[Entries supplied — start]

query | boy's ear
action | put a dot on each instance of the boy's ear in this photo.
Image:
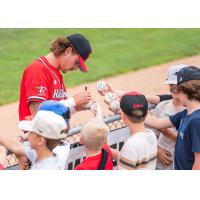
(42, 141)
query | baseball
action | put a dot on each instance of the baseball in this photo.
(87, 105)
(93, 107)
(101, 86)
(114, 106)
(110, 97)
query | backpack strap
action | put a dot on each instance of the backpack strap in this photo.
(104, 160)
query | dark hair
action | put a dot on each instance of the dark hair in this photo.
(191, 89)
(51, 144)
(60, 44)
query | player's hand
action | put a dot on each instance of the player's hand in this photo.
(164, 156)
(82, 98)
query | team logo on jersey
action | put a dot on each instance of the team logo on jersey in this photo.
(59, 94)
(41, 90)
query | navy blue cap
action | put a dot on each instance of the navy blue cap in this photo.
(132, 101)
(57, 108)
(82, 46)
(187, 74)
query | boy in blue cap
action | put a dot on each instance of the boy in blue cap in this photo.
(186, 122)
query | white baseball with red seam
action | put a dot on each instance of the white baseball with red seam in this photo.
(87, 105)
(101, 86)
(114, 106)
(110, 97)
(93, 107)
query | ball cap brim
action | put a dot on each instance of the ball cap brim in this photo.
(83, 67)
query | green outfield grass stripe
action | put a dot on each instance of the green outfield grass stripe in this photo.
(115, 51)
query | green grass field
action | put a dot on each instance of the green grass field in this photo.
(115, 51)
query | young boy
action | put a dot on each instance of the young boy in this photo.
(46, 131)
(167, 137)
(186, 122)
(94, 137)
(140, 149)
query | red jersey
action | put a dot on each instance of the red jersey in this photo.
(92, 163)
(40, 82)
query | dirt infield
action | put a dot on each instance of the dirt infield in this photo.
(147, 80)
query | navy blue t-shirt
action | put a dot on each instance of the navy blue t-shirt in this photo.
(188, 138)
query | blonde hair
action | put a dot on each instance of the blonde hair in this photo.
(60, 44)
(94, 134)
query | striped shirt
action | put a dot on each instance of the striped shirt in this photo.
(139, 152)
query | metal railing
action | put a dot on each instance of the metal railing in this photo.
(114, 123)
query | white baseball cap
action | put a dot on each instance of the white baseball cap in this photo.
(46, 124)
(172, 77)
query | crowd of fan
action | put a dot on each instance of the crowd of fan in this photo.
(167, 137)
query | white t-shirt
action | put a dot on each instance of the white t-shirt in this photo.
(56, 162)
(163, 110)
(139, 152)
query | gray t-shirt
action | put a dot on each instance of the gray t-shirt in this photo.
(56, 162)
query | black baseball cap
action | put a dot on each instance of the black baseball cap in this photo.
(187, 74)
(82, 46)
(132, 101)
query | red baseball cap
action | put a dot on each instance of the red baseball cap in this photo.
(82, 46)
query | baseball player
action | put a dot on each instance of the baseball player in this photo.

[Entries supplied — finish]

» **Problem statement**
Give each record above back word for word, but carry over none of the pictures.

» **Task output**
query | boy's ear
action | put a dot on each instance of the boy's ear in this photo.
Image:
(42, 141)
query | baseball
action | put a dot on each instance of the baseball in this photo.
(87, 105)
(93, 107)
(101, 86)
(114, 106)
(110, 97)
query | backpack strap
action | put a dot on each instance of the backpack strap in this photo.
(104, 160)
query | dark hair
action | put a dot on each instance of the dark hair in this photo.
(191, 89)
(51, 144)
(60, 44)
query | player's hand
action | put a dot on each instance of the player's hand in this photo.
(164, 156)
(82, 98)
query | team logo on jersey
action | put a dot on each instance of the team logo on jersey in this photo.
(59, 94)
(41, 90)
query | navy blue cap
action | put a dot on each instance of the navy blue cap in this photo.
(132, 101)
(57, 108)
(82, 46)
(187, 74)
query | boy in blue cap
action | put a dot on each instance of the boy in blue cap in this photo.
(186, 122)
query | white baseball with red seam
action | put a dot on each instance of the white baseball with red seam in this photo.
(87, 105)
(101, 86)
(114, 106)
(110, 97)
(93, 107)
query | ball cap brim
action | put a dot on each instance of the ball cap brim in this photo.
(83, 67)
query | green outfield grass stripe
action | put a dot on each instance of the green outfield grass stripe in this photo.
(115, 51)
query | green grass field
action | put a dot on each instance of the green grass field in this photo.
(115, 51)
query | young boy
action | put a dot on each instance of the young boy in this photo.
(46, 131)
(167, 137)
(186, 122)
(94, 137)
(140, 149)
query | red jersey
action | put a dot on each instance of the red jersey in this photo.
(92, 163)
(40, 82)
query | dirt infield
action | put a dot on each instance of the dirt infield in this photo.
(147, 80)
query | navy blue t-shirt
action | put a dot on each instance of the navy blue t-shirt in this photo.
(188, 138)
query | blonde hair
action | put a dot on each instance of the blonde hair in this photo.
(60, 44)
(94, 134)
query | striped shirt
action | put a dot on each instance of the striped shirt in this photo.
(139, 152)
query | metal railing
action | put a dot on each instance of the metal railing in this photo.
(114, 123)
query | white baseball cap
action | put a dot on each instance of the white baseball cap in this photo.
(46, 124)
(172, 77)
query | crowd of fan
action | put a dot on each instance of the crowd of fan in this photo.
(167, 137)
query | white t-shirt
action | put a dot on each instance of the white t-shirt in this photo.
(56, 162)
(163, 110)
(139, 152)
query | gray t-shirt
action | put a dot on each instance of the gray t-shirt in this photo.
(56, 162)
query | black baseball cap
action | put a dot on each instance of the black baseball cap in this photo.
(187, 74)
(82, 46)
(132, 101)
query | red baseball cap
action | put a dot on each instance of the red baseball cap in this photo.
(82, 46)
query | baseball player
action | put a dot on each instance of the baseball player in this photo.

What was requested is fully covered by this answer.